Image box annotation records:
>> Begin
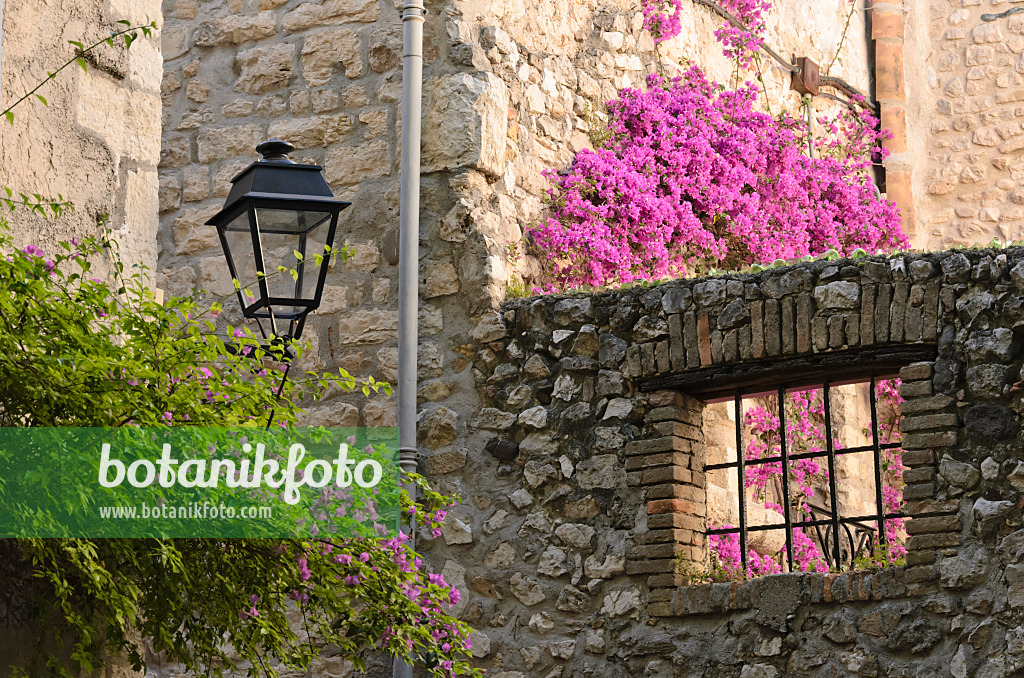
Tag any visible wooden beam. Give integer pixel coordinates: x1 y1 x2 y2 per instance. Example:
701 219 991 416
639 344 938 402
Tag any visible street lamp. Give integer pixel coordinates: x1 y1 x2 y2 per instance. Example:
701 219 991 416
207 139 351 343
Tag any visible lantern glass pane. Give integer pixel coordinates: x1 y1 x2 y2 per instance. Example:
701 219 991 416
223 211 260 307
256 208 331 315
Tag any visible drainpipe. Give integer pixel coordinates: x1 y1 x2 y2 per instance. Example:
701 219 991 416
394 0 426 678
0 0 3 108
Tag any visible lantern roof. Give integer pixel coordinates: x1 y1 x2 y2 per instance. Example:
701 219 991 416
207 139 351 226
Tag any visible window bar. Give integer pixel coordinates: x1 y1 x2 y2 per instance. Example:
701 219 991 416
822 381 839 569
870 377 889 557
778 387 794 573
735 391 750 579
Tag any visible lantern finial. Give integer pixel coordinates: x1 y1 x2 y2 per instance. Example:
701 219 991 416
256 139 295 164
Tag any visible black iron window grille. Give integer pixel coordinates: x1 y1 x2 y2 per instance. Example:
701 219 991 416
705 377 906 573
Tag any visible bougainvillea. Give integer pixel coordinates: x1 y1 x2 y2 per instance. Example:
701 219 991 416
708 379 906 580
643 0 772 68
531 67 906 289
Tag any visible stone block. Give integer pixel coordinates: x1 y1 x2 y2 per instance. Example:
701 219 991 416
423 73 509 176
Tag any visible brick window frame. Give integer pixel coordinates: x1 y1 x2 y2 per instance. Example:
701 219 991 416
626 361 962 617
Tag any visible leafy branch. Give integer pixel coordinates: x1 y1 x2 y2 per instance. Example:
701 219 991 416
0 18 157 125
0 186 75 217
0 19 157 217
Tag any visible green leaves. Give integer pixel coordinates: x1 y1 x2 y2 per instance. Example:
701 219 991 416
0 18 157 125
0 186 75 218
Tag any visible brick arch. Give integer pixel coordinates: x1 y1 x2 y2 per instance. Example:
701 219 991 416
495 248 1007 617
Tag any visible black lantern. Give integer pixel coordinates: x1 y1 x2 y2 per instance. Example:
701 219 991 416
207 139 350 342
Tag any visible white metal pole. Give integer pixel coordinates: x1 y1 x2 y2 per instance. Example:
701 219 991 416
394 0 426 678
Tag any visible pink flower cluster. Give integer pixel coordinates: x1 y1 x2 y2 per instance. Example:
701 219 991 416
530 67 906 289
715 0 771 69
643 0 772 68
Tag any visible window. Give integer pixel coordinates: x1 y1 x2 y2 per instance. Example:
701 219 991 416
705 377 905 579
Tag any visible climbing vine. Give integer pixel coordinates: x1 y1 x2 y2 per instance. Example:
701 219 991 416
531 67 906 289
529 0 907 581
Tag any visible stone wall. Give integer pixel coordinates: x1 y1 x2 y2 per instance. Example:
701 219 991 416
0 0 162 268
904 0 1024 249
160 0 868 436
423 248 1024 678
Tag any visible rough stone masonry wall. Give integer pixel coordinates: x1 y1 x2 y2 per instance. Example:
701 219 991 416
159 0 867 436
0 0 162 268
434 248 1024 678
903 0 1024 249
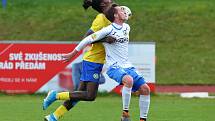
>> End
GOAL OF THE EXERCISE: Please put every line of the rows above into a JSON list of strings, one string per line, skipping blank lines and leaving out the pictures.

EXERCISE RESPONSE:
[
  "Tag any visible wooden beam. Give integer pixel coordinates: x1 y1 x2 y2 per instance. Example:",
  "701 219 991 416",
  "639 344 938 402",
  "Tag any visible street lamp. Give integer pixel coordinates: x1 y1 x2 y2 per instance. Example:",
  "701 219 991 416",
  "207 139 351 343",
  "Tag any visible lantern glass pane. Give integer pixel coordinates: x1 y1 x2 y2 per instance. Example:",
  "701 219 991 416",
  "223 211 260 307",
  "256 208 331 315",
  "Tag any visible drainpipe. Give integer pixel coordinates: x1 y1 x2 y2 per instance. Example:",
  "701 219 991 416",
  "394 0 426 678",
  "0 0 3 108",
  "Tag any visible lantern roof. Give integer pixel coordinates: x1 y1 x2 y2 per instance. Example:",
  "701 219 991 416",
  "207 139 351 226",
  "Tag any visible window bar. Give integer pixel coordinates: x1 y1 x2 y2 per instance. Example:",
  "701 219 991 416",
  "822 381 839 569",
  "870 377 889 557",
  "778 387 794 573",
  "735 391 750 579",
  "Tag any visible lantern finial. Give integer pixel coordinates: x1 y1 x2 y2 per instance. Example:",
  "701 219 991 416",
  "256 139 295 164",
  "Tag any visible black iron window grille. Give integer pixel coordinates: x1 y1 x2 y2 per instance. Example:",
  "701 219 991 416",
  "705 377 906 573",
  "Tag any visible bougainvillea. Give integer pixel coordinates: x1 y1 x2 y2 per instance. Example:",
  "701 219 991 416",
  "708 379 906 580",
  "643 0 772 68",
  "531 67 906 289",
  "Tag any visible stone block. Give integer pixel coordinates: x1 y1 x2 y2 per instance. Example:",
  "701 219 991 416",
  "423 73 509 176",
  "Tag any visible brick window frame. Give integer pixel coordinates: x1 y1 x2 y2 per instance. Example:",
  "701 219 991 416",
  "626 361 962 617",
  "Tag any visible leafy branch. Give integer pixel coordinates: x1 y1 x2 y2 per instance. Example:",
  "701 219 991 416",
  "0 18 157 125",
  "0 186 75 217",
  "0 19 157 217",
  "Tag any visible green leaves. Give integer pixel coordinates: x1 y1 x2 y2 per instance. Example:",
  "701 219 991 416",
  "0 18 157 125",
  "0 186 75 218",
  "Tag any visible brick arch. Give integer pixel coordinates: x1 y1 x2 y2 per instance. Example:",
  "701 219 991 416",
  "495 248 1007 617",
  "Tag any visible black lantern. Give integer pixel coordinates: x1 y1 x2 y2 per instance. Example:",
  "701 219 991 416",
  "207 139 350 342",
  "Tag any visible white metal pole. Give integer pixel coordinates: x1 y1 x2 y2 per instance. Example:",
  "701 219 991 416",
  "394 0 426 678",
  "Tag any visible pink flower cluster. Give integer pixel coordinates: x1 y1 x2 y2 per instance. Example:",
  "701 219 991 416",
  "530 67 906 289",
  "715 0 771 69",
  "643 0 772 68",
  "Tag any visible window. Give integer pixel coordinates: x1 y1 x2 y2 per instance. Example:",
  "701 219 991 416",
  "705 377 905 579",
  "Tag any visible climbing vine. Give integer pixel coordinates: x1 y1 x2 y2 per instance. Example:",
  "701 219 991 416",
  "531 67 906 289",
  "529 0 907 581",
  "Tag any visible stone wall. Give integer pixel coordinates: x1 y1 x2 y2 per instance. Example:",
  "701 219 991 416",
  "0 0 162 268",
  "904 0 1024 249",
  "160 0 868 436",
  "423 248 1024 678",
  "Tag any visible rough stone masonry wall. Give integer pixel coordinates: x1 y1 x2 y2 per instance. Example:",
  "701 219 991 416",
  "159 0 867 436",
  "0 0 162 268",
  "434 248 1024 678",
  "903 0 1024 249"
]